[RECORDS SUPPLIED Boundary: Start]

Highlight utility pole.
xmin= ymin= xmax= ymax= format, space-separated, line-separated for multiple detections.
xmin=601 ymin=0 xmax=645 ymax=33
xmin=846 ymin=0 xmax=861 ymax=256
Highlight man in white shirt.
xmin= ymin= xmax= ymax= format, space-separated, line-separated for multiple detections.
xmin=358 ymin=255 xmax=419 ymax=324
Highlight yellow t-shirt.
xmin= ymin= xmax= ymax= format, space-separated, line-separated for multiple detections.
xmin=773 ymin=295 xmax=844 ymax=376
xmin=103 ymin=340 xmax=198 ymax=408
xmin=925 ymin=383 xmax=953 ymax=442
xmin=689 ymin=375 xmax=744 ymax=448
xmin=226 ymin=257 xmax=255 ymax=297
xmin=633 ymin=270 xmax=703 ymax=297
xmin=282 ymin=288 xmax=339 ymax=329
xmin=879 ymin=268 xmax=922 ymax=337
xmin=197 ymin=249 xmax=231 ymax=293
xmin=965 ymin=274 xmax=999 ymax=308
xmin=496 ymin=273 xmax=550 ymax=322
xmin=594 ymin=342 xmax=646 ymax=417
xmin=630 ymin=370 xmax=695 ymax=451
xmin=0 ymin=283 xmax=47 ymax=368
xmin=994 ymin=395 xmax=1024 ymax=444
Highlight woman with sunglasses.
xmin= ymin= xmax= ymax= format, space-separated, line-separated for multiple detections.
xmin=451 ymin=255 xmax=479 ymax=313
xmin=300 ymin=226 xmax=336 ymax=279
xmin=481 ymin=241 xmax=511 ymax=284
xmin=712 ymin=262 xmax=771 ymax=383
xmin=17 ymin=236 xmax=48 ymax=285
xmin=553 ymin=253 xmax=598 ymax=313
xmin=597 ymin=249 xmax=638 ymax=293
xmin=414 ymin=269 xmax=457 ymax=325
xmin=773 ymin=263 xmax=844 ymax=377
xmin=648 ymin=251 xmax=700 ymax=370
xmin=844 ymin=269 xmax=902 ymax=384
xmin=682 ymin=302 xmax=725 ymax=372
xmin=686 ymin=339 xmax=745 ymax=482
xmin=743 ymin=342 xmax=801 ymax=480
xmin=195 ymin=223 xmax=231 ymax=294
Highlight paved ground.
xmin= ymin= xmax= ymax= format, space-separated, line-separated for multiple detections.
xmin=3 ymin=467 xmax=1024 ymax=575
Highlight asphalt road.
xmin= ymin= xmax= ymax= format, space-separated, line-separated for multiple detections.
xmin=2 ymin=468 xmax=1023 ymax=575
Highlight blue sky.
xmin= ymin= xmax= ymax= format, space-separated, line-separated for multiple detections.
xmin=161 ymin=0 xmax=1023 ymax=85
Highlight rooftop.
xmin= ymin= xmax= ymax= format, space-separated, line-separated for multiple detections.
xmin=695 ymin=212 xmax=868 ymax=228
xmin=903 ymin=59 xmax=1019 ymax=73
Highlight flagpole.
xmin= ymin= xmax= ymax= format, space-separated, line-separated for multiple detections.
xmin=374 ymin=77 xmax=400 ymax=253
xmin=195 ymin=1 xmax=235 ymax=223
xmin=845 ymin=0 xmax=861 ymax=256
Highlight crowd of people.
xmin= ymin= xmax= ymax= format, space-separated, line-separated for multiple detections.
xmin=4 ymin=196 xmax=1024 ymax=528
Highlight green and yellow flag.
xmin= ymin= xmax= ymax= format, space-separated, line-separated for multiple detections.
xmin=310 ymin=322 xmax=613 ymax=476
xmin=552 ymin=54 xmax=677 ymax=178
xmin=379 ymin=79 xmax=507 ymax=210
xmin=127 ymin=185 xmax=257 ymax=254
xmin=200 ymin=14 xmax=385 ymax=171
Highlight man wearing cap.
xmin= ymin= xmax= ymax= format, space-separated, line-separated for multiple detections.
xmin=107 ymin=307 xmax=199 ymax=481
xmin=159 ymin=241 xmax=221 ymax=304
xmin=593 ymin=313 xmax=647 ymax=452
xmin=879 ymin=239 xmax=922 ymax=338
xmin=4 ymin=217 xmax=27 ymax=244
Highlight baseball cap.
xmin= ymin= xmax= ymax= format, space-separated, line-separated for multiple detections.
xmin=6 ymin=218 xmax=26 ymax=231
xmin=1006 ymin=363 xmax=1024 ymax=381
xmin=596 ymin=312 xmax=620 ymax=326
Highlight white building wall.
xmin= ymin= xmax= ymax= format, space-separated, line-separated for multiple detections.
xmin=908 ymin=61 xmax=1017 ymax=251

[RECORDS SUPPLIED Boundary: End]

● **GOAL OF THE EXERCISE**
Look above for the line with "Highlight yellow t-shirt." and the line with "Highlight paved ground.", and reproduce exactly those two lines plus every line between, nothing more.

● **TASK RESULT**
Highlight yellow t-shirt.
xmin= ymin= xmax= ymax= format, space-separated, line-separated for multiple detections.
xmin=773 ymin=295 xmax=844 ymax=376
xmin=103 ymin=340 xmax=198 ymax=408
xmin=925 ymin=383 xmax=953 ymax=442
xmin=689 ymin=375 xmax=744 ymax=448
xmin=226 ymin=257 xmax=255 ymax=297
xmin=633 ymin=270 xmax=703 ymax=297
xmin=282 ymin=288 xmax=339 ymax=329
xmin=879 ymin=268 xmax=922 ymax=337
xmin=197 ymin=249 xmax=231 ymax=293
xmin=965 ymin=274 xmax=999 ymax=308
xmin=496 ymin=273 xmax=550 ymax=322
xmin=594 ymin=342 xmax=646 ymax=417
xmin=630 ymin=370 xmax=695 ymax=451
xmin=0 ymin=283 xmax=47 ymax=368
xmin=994 ymin=395 xmax=1024 ymax=444
Highlight woman with sunglasses.
xmin= ymin= xmax= ymax= format, space-separated, line-separated for multiple detections.
xmin=451 ymin=255 xmax=479 ymax=313
xmin=300 ymin=226 xmax=336 ymax=279
xmin=481 ymin=241 xmax=511 ymax=284
xmin=712 ymin=262 xmax=771 ymax=383
xmin=17 ymin=236 xmax=48 ymax=285
xmin=553 ymin=253 xmax=598 ymax=313
xmin=597 ymin=249 xmax=638 ymax=293
xmin=414 ymin=269 xmax=457 ymax=325
xmin=773 ymin=263 xmax=844 ymax=377
xmin=648 ymin=251 xmax=700 ymax=370
xmin=844 ymin=269 xmax=902 ymax=384
xmin=682 ymin=302 xmax=725 ymax=372
xmin=686 ymin=339 xmax=745 ymax=482
xmin=743 ymin=342 xmax=801 ymax=480
xmin=195 ymin=223 xmax=231 ymax=294
Highlight paved ground.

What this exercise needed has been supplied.